»»
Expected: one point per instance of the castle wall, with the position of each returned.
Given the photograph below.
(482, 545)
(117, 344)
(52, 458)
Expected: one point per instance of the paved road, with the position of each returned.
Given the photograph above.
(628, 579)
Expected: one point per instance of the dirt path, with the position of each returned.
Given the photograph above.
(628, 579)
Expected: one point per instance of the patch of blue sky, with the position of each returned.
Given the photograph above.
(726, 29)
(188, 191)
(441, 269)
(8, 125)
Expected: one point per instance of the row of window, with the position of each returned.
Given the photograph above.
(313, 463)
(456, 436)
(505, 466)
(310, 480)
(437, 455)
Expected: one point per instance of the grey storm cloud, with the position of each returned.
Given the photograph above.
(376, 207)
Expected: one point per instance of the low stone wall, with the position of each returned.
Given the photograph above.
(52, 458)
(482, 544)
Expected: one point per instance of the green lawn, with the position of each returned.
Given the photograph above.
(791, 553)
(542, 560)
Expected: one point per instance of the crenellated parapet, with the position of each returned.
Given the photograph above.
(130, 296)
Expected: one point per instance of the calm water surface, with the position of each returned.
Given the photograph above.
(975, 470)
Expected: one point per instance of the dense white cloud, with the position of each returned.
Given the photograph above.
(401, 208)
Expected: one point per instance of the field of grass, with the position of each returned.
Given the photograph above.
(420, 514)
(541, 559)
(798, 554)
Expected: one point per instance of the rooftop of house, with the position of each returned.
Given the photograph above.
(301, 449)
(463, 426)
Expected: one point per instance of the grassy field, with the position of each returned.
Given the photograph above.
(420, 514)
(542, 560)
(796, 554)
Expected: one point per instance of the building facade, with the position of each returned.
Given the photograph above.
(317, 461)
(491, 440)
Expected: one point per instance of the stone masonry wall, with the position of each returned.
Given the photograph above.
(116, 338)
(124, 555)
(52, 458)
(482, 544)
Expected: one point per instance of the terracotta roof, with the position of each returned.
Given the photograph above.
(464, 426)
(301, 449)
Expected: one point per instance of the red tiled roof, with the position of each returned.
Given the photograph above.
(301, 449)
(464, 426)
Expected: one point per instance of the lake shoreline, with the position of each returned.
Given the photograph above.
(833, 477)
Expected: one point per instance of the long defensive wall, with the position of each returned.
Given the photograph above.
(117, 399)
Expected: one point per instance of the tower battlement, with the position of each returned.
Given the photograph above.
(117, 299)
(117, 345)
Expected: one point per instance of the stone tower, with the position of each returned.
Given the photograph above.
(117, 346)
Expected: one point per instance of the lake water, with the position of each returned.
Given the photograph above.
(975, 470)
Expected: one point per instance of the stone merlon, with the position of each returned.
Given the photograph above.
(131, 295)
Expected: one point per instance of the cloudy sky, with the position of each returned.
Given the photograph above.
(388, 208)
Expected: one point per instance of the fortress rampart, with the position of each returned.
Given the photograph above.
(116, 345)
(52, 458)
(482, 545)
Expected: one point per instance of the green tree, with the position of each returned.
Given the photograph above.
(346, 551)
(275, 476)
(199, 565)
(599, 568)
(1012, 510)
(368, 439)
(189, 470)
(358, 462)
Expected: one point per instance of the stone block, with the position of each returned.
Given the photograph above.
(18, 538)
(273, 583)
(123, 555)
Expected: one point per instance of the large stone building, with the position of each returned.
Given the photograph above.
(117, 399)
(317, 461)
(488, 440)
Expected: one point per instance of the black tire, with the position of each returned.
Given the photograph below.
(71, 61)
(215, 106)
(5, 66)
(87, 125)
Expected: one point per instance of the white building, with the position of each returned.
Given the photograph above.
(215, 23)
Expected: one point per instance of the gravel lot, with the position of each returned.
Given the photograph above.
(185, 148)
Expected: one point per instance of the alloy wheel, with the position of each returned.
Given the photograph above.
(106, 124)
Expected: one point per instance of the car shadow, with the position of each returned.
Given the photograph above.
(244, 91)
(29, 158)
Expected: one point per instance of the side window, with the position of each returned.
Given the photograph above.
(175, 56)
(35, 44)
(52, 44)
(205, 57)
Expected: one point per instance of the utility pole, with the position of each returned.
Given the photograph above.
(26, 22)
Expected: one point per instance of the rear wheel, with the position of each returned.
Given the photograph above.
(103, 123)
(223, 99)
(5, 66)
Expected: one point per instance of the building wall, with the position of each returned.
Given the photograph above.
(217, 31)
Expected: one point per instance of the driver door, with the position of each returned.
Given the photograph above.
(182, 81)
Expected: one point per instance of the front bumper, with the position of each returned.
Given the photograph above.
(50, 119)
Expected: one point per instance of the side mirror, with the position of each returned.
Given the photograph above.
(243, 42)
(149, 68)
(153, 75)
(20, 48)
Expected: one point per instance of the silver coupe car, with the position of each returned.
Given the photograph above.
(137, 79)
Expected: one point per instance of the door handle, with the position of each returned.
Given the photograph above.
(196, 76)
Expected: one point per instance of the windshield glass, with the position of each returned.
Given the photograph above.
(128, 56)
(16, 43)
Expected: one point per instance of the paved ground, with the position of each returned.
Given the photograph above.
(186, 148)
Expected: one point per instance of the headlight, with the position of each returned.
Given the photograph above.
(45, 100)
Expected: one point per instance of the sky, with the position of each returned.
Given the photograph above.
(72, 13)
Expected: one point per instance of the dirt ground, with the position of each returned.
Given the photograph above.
««
# Exercise prompt
Repeat the data. Leave nothing out and change nothing.

# Answer below
Expected: one point per instance of the castle wall, with the position of each returned.
Given the photograph below.
(482, 545)
(117, 344)
(52, 458)
Expected: one point per instance of the paved road, with the position of each returned.
Given the photograph above.
(628, 579)
Expected: one point per instance of the dirt path, with the position of each returned.
Given the photograph above.
(628, 579)
Expected: one point per instance of the patch of blue sky, with the position of each returned.
Given the photograph above.
(726, 29)
(188, 191)
(441, 269)
(8, 125)
Expected: one point per instance of the row of window, with the position of each returned.
Given the photograph above.
(313, 463)
(456, 436)
(505, 466)
(310, 480)
(437, 455)
Expected: one point per instance of the grey storm cloud, with the position of each returned.
Given the photograph above.
(376, 207)
Expected: one point per instance of the low stone wall, with the position of each returned.
Given the photograph above.
(52, 458)
(482, 544)
Expected: one point per instance of the green lawn, with the position of each returned.
Given the photograph above.
(791, 553)
(542, 560)
Expected: one point per instance of the crenellated parapet, with the position of each returned.
Given the photograph above.
(130, 296)
Expected: one point per instance of the calm water surface, with the position of each returned.
Given the photograph above.
(975, 470)
Expected: one point per instance of the dense white cloud, with the position of each returned.
Given the photograph above.
(401, 208)
Expected: one point per instance of the field of grass, with the position of each returned.
Given the photograph above.
(420, 514)
(541, 559)
(798, 554)
Expected: one point per instance of the rooftop of house, with the position of each returned.
Given the photograph above.
(301, 449)
(463, 426)
Expected: one point per instance of the grassy field, with the position of each returned.
Given the photograph above.
(420, 514)
(542, 560)
(796, 554)
Expected: one point per instance of the building facade, with the position of each returned.
Given the photograph above.
(317, 461)
(491, 440)
Expected: one point per instance of the stone masonry wall, with the position of each returned.
Given the photograph above.
(116, 338)
(124, 555)
(52, 458)
(482, 544)
Expected: one point per instance of the terracotta roof, with the position of each returned.
Given the photograph above.
(464, 426)
(301, 449)
Expected: one point per instance of the red tiled roof, with the position of each returned.
Given the photograph above.
(301, 449)
(464, 426)
Expected: one point per instance of the lake shoreline, with the position of each returned.
Given the photograph above.
(833, 477)
Expected: one point per instance of the long defensive wall, with the position of each returned.
Given the photograph above.
(117, 399)
Expected: one point per instance of the tower battlement, with the position of each returned.
Given the photograph above.
(117, 299)
(117, 345)
Expected: one point per instance of the stone tower, with the position of each returned.
Given the photograph above.
(117, 346)
Expected: one point per instance of the lake water, with the position of each returned.
Given the photograph above.
(975, 470)
Expected: one point per instance of the stone merlon, with the position of each returned.
Given the photograph above.
(131, 295)
Expected: one point per instance of the cloudy sky, with the position of each returned.
Given the photograph above.
(388, 208)
Expected: one point per instance of the fortress rampart, with the position of each returned.
Given the photograph above.
(116, 345)
(52, 458)
(482, 545)
Expected: one point per instance of the green tree, with the position of each returned.
Given the photograph above.
(346, 551)
(275, 476)
(199, 565)
(599, 568)
(1012, 510)
(368, 439)
(189, 470)
(358, 462)
Expected: one point per instance of the stone block, with the position of each returned.
Given the photograph above.
(18, 538)
(273, 583)
(123, 555)
Expected: one point per instance of the large stone building, with the position of each returned.
Given the photograph above.
(117, 399)
(317, 461)
(488, 440)
Expected: one point per instance of the black tire, with the position of each returned.
Given the photograph below.
(71, 61)
(215, 106)
(5, 66)
(87, 125)
Expected: one point per instance of the white building, with the position of each returned.
Given the photograph above.
(215, 23)
Expected: one point per instance of the gravel lot, with the position of each returned.
Given the photograph above.
(185, 148)
Expected: one point per instance of the alloy wheel, with the position of each returned.
Given the photograph above.
(106, 124)
Expected: one point per instance of the car shadow, with the position of each returned.
Given the photograph above.
(244, 91)
(29, 158)
Expected: one point per instance of the side window, with the position of each returned.
Given the photograph above.
(175, 56)
(35, 44)
(52, 44)
(205, 57)
Expected: one point per instance of the utility pole, with the position of each returned.
Given the photograph above.
(26, 22)
Expected: one point per instance of the rear wheel, with the position of each returned.
Given the photograph above.
(103, 123)
(223, 99)
(5, 66)
Expected: one point per instance of the building wall, with the position of each returned.
Given the photograph above.
(217, 31)
Expected: one point per instance of the driver door, with the position of each returned.
Given the photograph above.
(182, 81)
Expected: one point per instance of the front bumper, with the position of each returned.
Given the photograph above.
(50, 119)
Expected: one point per instance of the side mirror, with the position of each returned.
Given the photograph above.
(243, 42)
(149, 68)
(153, 75)
(20, 48)
Expected: one point per instance of the silver coupe car, with the position of each returned.
Given the photograph above.
(137, 79)
Expected: one point per instance of the door handle, with the position of each returned.
Given the photograph above.
(196, 76)
Expected: one point per instance of the windshield glass, with the position of each returned.
Given the photograph above.
(128, 56)
(16, 43)
Expected: one point per instance of the paved ground, with the position of each returned.
Given the photograph above.
(186, 148)
Expected: one point per instance of the headlight, with the position of each returned.
Given the photograph above.
(45, 100)
Expected: one point per instance of the sky, with the position of each returned.
Given the photograph above.
(72, 13)
Expected: one point per instance of the dirt ground, with the position of each returned.
Given the photograph above.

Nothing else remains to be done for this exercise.